### [WORK ITEM]
Below are some records. Return exactly their lines from the one containing "Where can you see the person" through the one containing "Where can you see the terracotta", and drop the pictures.

+ + +

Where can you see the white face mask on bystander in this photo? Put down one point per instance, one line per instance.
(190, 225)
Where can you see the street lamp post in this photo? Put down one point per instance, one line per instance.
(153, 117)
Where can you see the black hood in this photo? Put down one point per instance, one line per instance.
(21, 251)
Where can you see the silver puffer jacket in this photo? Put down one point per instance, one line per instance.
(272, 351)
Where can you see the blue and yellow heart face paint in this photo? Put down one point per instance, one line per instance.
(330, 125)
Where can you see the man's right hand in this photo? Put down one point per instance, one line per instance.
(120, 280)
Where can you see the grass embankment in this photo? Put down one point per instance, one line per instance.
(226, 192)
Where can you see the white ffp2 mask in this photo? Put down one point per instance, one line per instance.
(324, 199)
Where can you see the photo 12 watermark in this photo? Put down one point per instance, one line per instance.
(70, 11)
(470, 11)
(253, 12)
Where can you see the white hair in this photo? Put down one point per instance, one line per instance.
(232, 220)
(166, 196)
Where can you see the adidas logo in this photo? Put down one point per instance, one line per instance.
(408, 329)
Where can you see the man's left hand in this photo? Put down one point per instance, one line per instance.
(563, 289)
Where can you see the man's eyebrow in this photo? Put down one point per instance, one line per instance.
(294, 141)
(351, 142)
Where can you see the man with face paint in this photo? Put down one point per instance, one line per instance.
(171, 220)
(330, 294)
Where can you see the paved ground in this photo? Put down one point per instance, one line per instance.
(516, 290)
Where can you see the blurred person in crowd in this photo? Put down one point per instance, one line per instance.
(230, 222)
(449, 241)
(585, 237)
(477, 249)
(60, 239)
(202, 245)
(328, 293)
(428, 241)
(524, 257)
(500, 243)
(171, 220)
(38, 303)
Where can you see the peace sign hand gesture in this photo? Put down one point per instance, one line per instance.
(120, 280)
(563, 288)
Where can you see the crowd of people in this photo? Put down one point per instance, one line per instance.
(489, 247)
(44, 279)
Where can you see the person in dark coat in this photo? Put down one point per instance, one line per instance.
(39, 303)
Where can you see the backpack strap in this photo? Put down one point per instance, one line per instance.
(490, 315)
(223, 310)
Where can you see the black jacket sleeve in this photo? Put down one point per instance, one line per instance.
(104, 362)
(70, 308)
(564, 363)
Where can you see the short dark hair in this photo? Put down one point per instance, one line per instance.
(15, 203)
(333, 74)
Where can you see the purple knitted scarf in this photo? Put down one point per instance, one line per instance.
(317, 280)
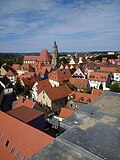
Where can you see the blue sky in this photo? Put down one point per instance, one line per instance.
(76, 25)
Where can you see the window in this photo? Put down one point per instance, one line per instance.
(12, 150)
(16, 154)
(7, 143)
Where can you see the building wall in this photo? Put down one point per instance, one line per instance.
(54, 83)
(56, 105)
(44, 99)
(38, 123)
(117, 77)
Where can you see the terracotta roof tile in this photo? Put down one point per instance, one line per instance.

+ + +

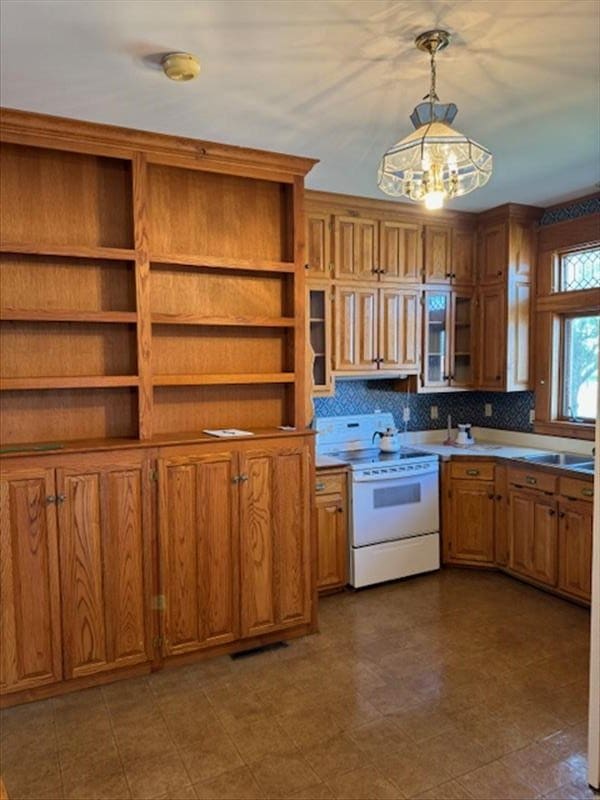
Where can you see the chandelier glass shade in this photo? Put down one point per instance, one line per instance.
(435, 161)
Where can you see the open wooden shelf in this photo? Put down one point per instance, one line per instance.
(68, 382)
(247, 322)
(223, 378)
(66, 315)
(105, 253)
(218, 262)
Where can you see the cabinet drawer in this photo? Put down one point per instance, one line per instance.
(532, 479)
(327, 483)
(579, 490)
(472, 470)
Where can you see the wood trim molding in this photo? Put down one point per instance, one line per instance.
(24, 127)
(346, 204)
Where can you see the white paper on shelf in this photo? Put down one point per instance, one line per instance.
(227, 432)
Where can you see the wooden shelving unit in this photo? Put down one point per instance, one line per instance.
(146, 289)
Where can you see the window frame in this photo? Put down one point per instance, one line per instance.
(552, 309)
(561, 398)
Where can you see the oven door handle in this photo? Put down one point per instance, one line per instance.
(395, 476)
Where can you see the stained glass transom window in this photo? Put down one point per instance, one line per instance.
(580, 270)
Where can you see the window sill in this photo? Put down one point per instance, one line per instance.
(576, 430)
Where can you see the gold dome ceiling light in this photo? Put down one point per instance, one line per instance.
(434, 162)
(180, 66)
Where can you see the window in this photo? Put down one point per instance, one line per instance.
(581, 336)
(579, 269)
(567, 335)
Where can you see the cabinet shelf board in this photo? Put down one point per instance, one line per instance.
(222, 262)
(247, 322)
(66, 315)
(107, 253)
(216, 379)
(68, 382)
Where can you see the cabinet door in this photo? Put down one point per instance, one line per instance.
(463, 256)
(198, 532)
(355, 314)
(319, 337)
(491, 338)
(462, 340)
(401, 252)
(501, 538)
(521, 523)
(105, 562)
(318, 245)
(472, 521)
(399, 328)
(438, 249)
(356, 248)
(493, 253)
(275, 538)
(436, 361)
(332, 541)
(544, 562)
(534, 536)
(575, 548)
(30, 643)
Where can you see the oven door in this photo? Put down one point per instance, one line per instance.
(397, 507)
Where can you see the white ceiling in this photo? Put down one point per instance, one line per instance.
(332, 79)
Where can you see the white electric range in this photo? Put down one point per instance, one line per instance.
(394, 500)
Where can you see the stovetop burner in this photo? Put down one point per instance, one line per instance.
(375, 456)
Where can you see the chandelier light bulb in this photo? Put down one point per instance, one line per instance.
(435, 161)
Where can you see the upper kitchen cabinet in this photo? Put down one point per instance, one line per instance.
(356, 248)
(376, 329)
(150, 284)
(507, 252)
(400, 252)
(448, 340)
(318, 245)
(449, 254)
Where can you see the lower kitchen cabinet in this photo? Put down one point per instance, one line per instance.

+ + +

### [ANSWER AREA]
Where can you see the person in dark coat in this photo? Put down one point per instance, one line per instance.
(39, 303)
Where can you see the backpack strap in this photo? Put down one point per instance, one line per instance.
(490, 315)
(223, 310)
Where can you see the black jacket sleeve in this photo? Put down one point per instance, one line per instance.
(104, 362)
(70, 308)
(564, 363)
Where can you see the short dark hair in this photo? Put down one point per instance, one line per instance.
(15, 203)
(333, 74)
Where can you see the purple knitted scarf in this photo? Put down one point per instance, one line per instance.
(317, 280)
Where can you see the blue sky in this photo? Put down one point per instance, one line per instance.
(76, 25)
Where can you see the window in this photo? Put down one point per instance, one line per instance.
(12, 150)
(16, 154)
(7, 143)
Where can you see the building wall in this photo? Put down one point per instance, one line per instance.
(54, 83)
(56, 105)
(44, 99)
(38, 123)
(117, 77)
Where can you see the terracotta roof tile in this photo? Put down one point per instance, one line per instance.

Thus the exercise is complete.